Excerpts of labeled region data
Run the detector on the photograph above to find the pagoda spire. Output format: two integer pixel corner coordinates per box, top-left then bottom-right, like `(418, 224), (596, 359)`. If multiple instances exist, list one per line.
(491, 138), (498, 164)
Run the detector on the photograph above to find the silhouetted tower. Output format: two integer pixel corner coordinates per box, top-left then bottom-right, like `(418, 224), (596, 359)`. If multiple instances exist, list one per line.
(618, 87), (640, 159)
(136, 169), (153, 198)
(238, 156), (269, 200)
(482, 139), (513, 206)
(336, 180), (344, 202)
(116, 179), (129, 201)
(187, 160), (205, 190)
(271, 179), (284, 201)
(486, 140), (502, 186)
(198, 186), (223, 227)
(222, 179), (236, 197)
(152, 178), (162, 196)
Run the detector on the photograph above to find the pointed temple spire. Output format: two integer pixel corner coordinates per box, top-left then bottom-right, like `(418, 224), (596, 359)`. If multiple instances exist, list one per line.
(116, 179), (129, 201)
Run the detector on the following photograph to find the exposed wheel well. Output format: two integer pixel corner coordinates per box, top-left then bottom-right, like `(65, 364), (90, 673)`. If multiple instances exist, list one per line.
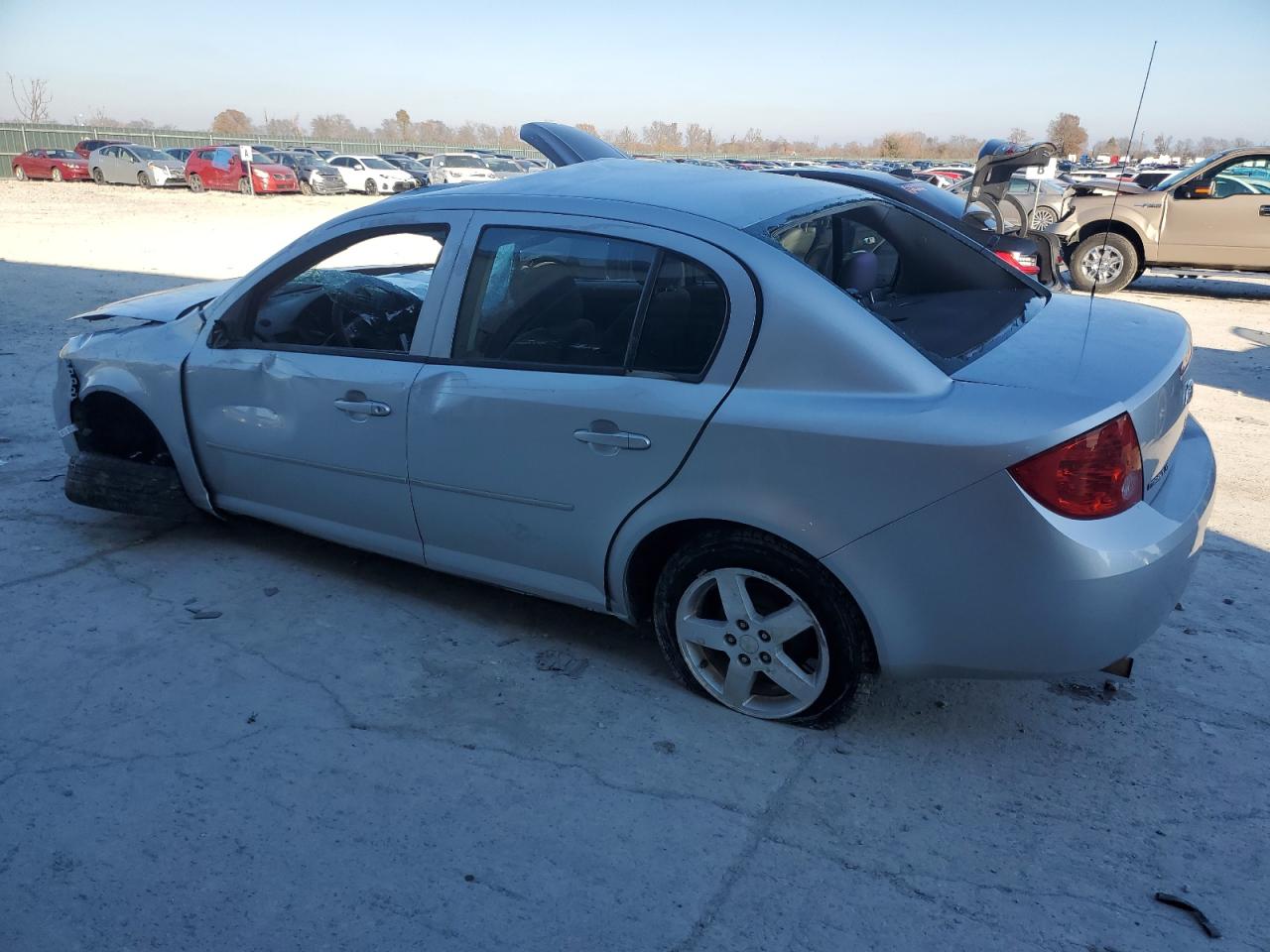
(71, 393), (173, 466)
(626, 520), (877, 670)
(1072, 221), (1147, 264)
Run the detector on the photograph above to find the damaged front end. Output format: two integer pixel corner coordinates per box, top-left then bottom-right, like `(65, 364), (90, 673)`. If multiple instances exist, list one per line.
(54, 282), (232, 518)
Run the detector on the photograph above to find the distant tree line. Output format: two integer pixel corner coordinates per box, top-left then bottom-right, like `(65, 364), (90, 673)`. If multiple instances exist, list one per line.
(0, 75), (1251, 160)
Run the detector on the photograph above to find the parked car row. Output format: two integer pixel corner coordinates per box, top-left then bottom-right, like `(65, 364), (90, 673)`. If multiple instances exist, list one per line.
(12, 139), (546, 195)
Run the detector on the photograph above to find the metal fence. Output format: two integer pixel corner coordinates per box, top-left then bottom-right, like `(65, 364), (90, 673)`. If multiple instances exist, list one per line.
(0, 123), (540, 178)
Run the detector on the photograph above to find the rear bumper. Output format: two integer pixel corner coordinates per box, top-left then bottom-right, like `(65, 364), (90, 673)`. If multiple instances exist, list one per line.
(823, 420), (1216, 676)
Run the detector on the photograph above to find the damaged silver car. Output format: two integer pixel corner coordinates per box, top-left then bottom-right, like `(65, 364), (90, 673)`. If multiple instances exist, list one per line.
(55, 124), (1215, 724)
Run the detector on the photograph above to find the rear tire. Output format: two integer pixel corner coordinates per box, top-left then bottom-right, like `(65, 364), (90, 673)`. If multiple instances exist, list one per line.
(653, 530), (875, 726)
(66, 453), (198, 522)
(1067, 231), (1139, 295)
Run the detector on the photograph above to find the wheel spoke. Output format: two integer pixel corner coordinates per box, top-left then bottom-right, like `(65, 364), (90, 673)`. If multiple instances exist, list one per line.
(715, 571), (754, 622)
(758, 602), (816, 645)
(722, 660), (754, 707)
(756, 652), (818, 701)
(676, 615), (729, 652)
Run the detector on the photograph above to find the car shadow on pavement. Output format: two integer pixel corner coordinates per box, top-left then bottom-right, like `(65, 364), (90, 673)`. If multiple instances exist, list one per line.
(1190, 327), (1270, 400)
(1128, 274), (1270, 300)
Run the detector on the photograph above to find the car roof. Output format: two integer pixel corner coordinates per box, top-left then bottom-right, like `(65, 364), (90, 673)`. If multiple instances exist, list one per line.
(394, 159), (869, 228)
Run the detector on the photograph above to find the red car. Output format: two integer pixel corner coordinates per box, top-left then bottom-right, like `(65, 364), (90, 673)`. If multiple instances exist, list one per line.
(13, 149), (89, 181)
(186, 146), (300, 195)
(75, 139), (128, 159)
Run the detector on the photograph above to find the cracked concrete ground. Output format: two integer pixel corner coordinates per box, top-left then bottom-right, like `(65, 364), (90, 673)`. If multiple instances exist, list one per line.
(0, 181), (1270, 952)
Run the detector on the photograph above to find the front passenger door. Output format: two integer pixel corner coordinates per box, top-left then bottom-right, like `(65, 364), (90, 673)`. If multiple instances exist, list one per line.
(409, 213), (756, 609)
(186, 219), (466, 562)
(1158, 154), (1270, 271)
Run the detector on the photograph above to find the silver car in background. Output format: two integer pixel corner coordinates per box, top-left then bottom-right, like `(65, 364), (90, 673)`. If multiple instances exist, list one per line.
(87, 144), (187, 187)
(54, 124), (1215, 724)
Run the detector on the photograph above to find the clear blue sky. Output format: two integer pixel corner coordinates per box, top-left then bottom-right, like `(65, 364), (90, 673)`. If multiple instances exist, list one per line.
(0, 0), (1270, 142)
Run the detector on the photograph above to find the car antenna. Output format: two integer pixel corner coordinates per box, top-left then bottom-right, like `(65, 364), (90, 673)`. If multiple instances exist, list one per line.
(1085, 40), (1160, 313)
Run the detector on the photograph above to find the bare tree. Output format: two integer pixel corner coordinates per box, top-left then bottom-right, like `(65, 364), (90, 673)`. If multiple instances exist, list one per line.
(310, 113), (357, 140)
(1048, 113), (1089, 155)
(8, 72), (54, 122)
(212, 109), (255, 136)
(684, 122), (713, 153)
--
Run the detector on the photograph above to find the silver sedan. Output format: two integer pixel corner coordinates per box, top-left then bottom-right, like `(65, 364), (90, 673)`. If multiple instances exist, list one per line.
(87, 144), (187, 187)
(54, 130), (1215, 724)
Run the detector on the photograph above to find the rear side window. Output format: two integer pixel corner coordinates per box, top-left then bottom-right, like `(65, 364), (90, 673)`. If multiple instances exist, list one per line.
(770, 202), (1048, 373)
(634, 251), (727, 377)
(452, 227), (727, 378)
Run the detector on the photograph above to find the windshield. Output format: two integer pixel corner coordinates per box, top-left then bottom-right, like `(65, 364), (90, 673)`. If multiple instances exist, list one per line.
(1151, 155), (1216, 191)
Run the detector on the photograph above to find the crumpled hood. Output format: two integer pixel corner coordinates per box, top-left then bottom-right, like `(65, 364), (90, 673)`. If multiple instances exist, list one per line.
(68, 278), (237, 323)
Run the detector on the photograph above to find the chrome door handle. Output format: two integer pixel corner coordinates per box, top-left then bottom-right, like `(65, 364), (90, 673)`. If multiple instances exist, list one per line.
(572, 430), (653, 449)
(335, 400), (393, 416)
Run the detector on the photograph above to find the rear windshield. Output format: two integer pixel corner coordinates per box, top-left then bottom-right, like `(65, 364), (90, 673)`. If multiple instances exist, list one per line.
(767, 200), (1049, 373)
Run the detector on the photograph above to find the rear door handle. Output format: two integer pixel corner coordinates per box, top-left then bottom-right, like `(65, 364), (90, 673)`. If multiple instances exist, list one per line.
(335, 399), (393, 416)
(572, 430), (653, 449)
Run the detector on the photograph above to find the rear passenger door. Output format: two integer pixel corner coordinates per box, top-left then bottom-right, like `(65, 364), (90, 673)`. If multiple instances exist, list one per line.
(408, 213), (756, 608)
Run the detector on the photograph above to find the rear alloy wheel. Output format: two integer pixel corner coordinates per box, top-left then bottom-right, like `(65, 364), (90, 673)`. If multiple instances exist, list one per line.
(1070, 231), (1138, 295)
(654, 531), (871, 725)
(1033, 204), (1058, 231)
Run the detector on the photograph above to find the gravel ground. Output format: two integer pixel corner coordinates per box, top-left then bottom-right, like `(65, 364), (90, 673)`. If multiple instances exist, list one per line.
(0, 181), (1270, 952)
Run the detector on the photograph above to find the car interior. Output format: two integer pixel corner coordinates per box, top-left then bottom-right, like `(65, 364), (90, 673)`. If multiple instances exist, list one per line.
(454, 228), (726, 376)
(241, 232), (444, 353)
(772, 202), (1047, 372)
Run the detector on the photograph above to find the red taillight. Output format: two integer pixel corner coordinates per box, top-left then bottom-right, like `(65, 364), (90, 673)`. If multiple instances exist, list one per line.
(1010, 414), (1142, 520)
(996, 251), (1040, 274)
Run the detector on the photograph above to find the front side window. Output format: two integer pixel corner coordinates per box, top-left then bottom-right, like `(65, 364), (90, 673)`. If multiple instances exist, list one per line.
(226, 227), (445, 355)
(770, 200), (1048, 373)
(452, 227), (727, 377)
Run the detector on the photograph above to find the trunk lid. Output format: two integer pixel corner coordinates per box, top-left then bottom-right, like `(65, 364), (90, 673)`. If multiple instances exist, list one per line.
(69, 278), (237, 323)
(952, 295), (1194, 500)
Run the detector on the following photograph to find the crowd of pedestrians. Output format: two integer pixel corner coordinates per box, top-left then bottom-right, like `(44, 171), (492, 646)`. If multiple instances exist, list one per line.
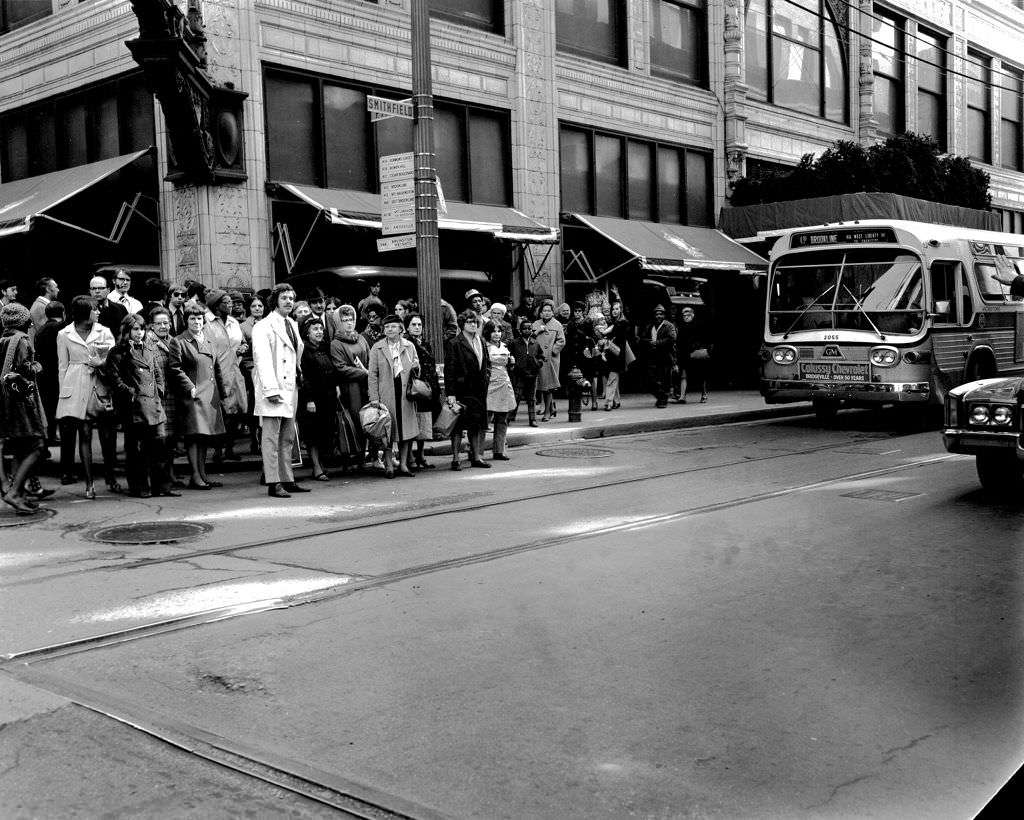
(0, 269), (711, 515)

- [EXERCISE REQUIREMENTS]:
Rewrite every line in the span that starts with the line containing "Run the detector on the photograph above to find the wheel" and runs through the line containing "(722, 660), (754, 707)". Increase each coordinate in the answer boxes by 6 and leave all other numbers unchanged.

- [TASK ANSWER]:
Run the detector on the photograph above to find the wheel spoke. Output format: two integer pixel corner coordinates per box, top-left then bottom-right, like `(65, 364), (90, 673)`. If multiple instances exist, list one per line.
(721, 577), (760, 628)
(764, 608), (822, 651)
(728, 666), (760, 713)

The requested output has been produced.